-- WHAT THE TASK REQUIRES --
Print out the data below with every line intact.

-- Dataset entries --
================================

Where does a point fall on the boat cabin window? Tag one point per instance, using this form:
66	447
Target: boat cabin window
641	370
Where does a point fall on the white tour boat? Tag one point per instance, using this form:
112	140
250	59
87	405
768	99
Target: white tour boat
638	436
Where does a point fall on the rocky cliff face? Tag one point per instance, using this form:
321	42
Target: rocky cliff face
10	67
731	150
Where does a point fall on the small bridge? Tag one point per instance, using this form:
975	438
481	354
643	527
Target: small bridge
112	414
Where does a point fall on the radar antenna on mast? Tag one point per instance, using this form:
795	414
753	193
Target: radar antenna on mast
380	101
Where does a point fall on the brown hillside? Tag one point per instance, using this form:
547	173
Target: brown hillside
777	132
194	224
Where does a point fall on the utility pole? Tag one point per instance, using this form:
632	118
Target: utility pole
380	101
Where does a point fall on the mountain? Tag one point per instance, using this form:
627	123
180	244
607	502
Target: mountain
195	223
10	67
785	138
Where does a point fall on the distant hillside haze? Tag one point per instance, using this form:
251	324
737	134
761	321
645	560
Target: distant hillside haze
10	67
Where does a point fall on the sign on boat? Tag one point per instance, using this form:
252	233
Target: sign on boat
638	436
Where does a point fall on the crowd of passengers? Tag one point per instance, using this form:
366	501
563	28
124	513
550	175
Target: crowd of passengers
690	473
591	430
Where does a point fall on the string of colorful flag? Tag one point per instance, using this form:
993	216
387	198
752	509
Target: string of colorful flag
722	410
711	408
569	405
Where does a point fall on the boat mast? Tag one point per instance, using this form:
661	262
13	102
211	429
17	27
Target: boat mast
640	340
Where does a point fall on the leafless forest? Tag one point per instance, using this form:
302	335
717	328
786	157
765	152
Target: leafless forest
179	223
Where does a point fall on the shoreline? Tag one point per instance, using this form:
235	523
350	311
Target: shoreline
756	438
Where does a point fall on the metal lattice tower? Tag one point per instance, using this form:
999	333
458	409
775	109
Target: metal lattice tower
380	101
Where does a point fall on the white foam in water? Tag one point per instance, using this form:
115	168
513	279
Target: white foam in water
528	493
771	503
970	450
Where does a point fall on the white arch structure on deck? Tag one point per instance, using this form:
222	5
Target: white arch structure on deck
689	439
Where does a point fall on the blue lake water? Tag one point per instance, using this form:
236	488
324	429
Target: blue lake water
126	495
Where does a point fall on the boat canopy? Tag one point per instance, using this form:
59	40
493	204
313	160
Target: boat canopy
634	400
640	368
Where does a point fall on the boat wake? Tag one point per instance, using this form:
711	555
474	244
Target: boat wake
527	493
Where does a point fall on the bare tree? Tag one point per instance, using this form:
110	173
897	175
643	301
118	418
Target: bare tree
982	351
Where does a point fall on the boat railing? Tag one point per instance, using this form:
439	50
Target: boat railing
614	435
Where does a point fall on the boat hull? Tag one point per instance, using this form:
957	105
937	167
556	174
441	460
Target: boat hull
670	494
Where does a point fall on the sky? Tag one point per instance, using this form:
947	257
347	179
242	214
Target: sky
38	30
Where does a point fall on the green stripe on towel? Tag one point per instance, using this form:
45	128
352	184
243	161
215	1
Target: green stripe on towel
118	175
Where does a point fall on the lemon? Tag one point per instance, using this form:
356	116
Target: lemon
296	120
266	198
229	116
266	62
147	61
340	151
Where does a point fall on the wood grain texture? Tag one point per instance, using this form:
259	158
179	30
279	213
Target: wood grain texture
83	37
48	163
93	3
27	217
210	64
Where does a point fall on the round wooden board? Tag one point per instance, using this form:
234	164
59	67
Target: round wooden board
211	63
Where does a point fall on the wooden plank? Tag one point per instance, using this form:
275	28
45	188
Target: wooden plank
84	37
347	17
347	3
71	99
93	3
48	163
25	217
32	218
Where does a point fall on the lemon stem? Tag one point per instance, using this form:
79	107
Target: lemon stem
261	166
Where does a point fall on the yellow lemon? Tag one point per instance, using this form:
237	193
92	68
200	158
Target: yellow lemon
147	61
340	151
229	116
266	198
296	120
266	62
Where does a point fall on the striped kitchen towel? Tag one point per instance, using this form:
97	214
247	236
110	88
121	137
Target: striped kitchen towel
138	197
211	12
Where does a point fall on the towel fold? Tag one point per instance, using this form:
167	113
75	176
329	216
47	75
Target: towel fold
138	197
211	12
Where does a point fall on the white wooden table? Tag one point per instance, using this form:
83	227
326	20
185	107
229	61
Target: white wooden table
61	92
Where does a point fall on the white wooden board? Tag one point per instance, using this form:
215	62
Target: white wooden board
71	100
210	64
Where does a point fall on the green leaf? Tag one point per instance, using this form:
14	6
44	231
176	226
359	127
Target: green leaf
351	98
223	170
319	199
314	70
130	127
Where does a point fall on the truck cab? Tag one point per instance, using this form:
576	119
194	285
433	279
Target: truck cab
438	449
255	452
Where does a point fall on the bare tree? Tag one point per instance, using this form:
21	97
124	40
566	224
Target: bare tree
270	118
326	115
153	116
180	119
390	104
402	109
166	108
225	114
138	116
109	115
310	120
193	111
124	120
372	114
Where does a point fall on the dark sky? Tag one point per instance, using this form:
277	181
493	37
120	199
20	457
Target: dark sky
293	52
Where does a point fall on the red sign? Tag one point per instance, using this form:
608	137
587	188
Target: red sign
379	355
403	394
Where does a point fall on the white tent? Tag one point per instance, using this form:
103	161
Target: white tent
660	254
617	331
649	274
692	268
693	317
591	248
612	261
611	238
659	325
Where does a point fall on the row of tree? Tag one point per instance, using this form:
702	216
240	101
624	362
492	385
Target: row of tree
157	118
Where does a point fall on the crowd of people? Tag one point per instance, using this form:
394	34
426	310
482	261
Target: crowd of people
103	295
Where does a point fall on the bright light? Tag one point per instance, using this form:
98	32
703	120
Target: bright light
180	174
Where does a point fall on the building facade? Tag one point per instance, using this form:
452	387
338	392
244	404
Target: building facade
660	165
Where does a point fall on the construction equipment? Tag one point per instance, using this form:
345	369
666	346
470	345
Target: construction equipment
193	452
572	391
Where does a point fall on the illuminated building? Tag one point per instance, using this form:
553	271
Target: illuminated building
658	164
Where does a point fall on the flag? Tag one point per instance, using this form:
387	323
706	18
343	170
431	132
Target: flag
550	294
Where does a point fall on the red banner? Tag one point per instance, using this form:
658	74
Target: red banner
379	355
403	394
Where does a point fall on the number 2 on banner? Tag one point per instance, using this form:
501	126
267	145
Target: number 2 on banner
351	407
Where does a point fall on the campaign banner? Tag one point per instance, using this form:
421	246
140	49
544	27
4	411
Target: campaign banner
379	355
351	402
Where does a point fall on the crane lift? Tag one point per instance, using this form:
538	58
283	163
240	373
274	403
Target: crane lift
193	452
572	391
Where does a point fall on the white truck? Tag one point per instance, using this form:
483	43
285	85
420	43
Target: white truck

================================

-- WRITTEN ANSWER --
Where does a point fall on the boat cabin window? Tag one point per instance, using this form:
66	447
Target: boat cabin window
641	370
Where does a point fall on the white tour boat? Tag one point per instance, using this form:
112	140
250	59
87	405
768	99
Target: white tour boat
638	436
Where does a point fall on the rocky cliff face? Tag one point per instance, using this form:
321	42
Target: rocky cliff face
10	67
731	150
Where does a point fall on the small bridge? Tag one point per instance, using this form:
975	438
481	354
643	527
Target: small bridge
112	414
Where does a point fall on the radar antenna on mast? Tag one point per instance, using this form:
795	414
753	193
Target: radar antenna on mast
380	101
Where does a point fall on the brown hillside? Tag one point per instance, using this form:
547	173
Target: brown hillside
777	132
194	224
Where does a point fall on the utility pole? Tag one point per instance, using this form:
632	118
Target: utility pole
380	101
Where does a point fall on the mountain? Tag one point per instance, using this form:
627	123
180	244
607	502
Target: mountain
195	223
10	67
785	138
Where does a point fall on the distant hillside haze? Tag one point per instance, using this form:
251	324
737	134
761	321
645	560
Target: distant hillside haze
10	67
Where does a point fall on the sign on boat? Tag one point per instance, using this form:
252	233
Target: sign on boat
638	436
Where does a point fall on the crowd of passengers? Tag one point per instance, using this form:
366	501
563	28
124	513
550	175
Target: crowd of passengers
690	473
591	430
Where does a point fall on the string of colorful flag? Tag one point per instance, using this form:
993	216
387	198
752	509
Target: string of colorful flag
722	410
711	408
569	405
Where does a point fall on the boat mast? Tag one point per instance, using this form:
661	262
13	102
211	429
17	27
Target: boat mast
640	340
Where does a point fall on the leafless forest? Tag one point per instance, using this form:
302	335
717	328
786	157
765	152
Target: leafless forest
179	223
Where does a point fall on the shoreline? Tag one point per instance, using this form:
235	523
350	311
Target: shoreline
756	438
Where does a point fall on the metal lattice tower? Tag one point per instance, using this form:
999	333
458	409
775	109
Target: metal lattice tower
380	101
Where does a point fall on the white foam in water? Tag one point per instance, using this form:
115	168
513	279
Target: white foam in water
528	493
771	503
970	450
Where does a point fall on the white arch structure on deck? Tag one point per instance, using this form:
222	5
Target: white arch structure on deck
689	439
Where does a point fall on the blue lake water? Tag one point per instance, using this form:
236	488
324	429
Target: blue lake water
126	495
Where does a point fall on the boat canopy? Tag one point per instance, using this form:
59	40
493	204
313	160
Target: boat canopy
634	400
640	368
Where does a point fall on the boat wake? Tag one point per instance, using this form:
711	555
474	244
Target: boat wake
527	493
Where does a point fall on the bare tree? Tag one point per instance, using this form:
110	173
897	175
643	301
118	418
Target: bare tree
982	351
Where does a point fall on the boat railing? Tag one point per instance, using this form:
439	50
Target: boat railing
614	435
Where does a point fall on the boat hull? Tag one point per instance, using this form:
957	105
937	167
556	174
441	460
Target: boat hull
670	494
Where does a point fall on the sky? Tag one point per instance, using this form:
947	257
347	179
242	214
Target: sky
38	30
Where does a point fall on the green stripe on towel? Tag one point per instance, using this form:
45	128
352	184
243	161
215	1
Target: green stripe on towel
118	175
Where does a point fall on the lemon? Tag one point per instance, using this form:
356	116
Target: lemon
296	120
266	198
229	116
266	62
147	61
340	151
Where does a point fall on the wood grain texture? Tag one point per instance, using this form:
259	158
179	30
279	213
Target: wood grain texture
83	37
48	163
93	3
27	217
210	64
Where does a point fall on the round wooden board? Tag one point per instance, using this form:
234	164
59	67
Target: round wooden board
211	63
Where does a point fall on the wooden plank? Tag one point per instance, using this form:
275	28
45	188
Target: wooden plank
84	37
347	17
347	3
71	99
93	3
48	163
25	217
32	218
Where does a point fall on the lemon stem? Tag one point per instance, using this form:
79	107
Target: lemon stem
261	166
Where does a point fall on the yellow lemon? Tag one point per instance, using this form:
237	193
92	68
200	158
Target: yellow lemon
147	61
340	151
229	116
266	198
296	120
266	62
Where does a point fall on the striped kitchen towel? Tag one point per instance, using this form:
97	214
247	236
110	88
121	137
Target: striped kitchen towel
138	197
211	12
Where does a point fall on the towel fold? Tag one point per instance, using this form:
167	113
75	176
329	216
47	75
Target: towel fold
138	197
211	12
Where does a point fall on the white wooden table? Tag one point per instance, using this form:
83	227
326	20
185	107
229	61
Target: white wooden table
61	92
Where does a point fall on the white wooden board? Tag one point per instance, using this form:
215	62
Target: white wooden board
71	100
210	64
Where does a point fall on the green leaf? Tag one point per instance, using this form:
14	6
44	231
176	226
359	127
Target: green leaf
351	98
223	170
319	199
314	70
130	127
Where does a point fall on the truck cab? Tag one point per instance, using this form:
576	119
194	285
433	279
Target: truck cab
438	449
255	452
Where does a point fall on the bare tree? Tag one point per instance, using this form:
21	97
124	40
566	224
Target: bare tree
270	118
326	115
153	116
180	119
390	104
402	109
166	108
225	114
138	116
109	115
310	120
193	111
124	120
372	114
Where does a point fall on the dark sky? Tag one point per instance, using this form:
277	181
493	37
120	199
20	457
Target: dark sky
293	52
Where does a point fall on the red sign? Tag one point per instance, using this form:
608	137
587	188
Target: red sign
379	355
403	394
Where does a point fall on the white tent? Tag one point per instance, using this form:
103	161
Target: white tent
660	254
617	331
649	274
692	268
693	317
591	248
612	261
611	238
659	325
Where does a point fall on the row of tree? Tag one point per instance, using this form:
702	216
240	101
624	362
492	385
Target: row of tree
157	118
Where does a point fall on the crowd of people? Tag one point per instance, using this form:
394	34
426	310
482	261
Target: crowd of people
103	295
Where does a point fall on the bright light? Tag one point per instance, using this form:
98	32
703	120
Target: bright light
180	174
Where does a point fall on the building facade? Tag one point per instance, using this form:
452	387
338	392
244	404
Target: building facade
660	165
Where does a point fall on the construction equipment? Tag one point per instance, using this form:
345	369
666	346
470	345
Target: construction equipment
193	452
572	391
Where does a point fall on the illuminated building? Tag one point per instance, using this form:
553	271
Target: illuminated building
658	164
Where does a point fall on the flag? Tag one point per instance, using this form:
387	323
706	18
343	170
431	132
Target: flag
550	294
Where does a point fall on the red banner? Tag one point per instance, using this form:
658	74
Target: red banner
379	355
403	394
Where does a point fall on the number 2 on banner? Tag one point per instance, using this form:
501	126
267	145
Target: number 2 on banner
351	407
Where does a point fall on the campaign banner? Tag one point per instance, using this form:
421	246
140	49
544	27
4	411
Target: campaign banner
379	355
351	402
Where does a point fall on the crane lift? Tag one point per instance, using this form:
538	58
283	163
240	373
274	403
Target: crane lift
193	452
572	391
Where does a point fall on the white truck? Tag one point per instance, using this form:
483	43
285	85
420	43
Target: white truck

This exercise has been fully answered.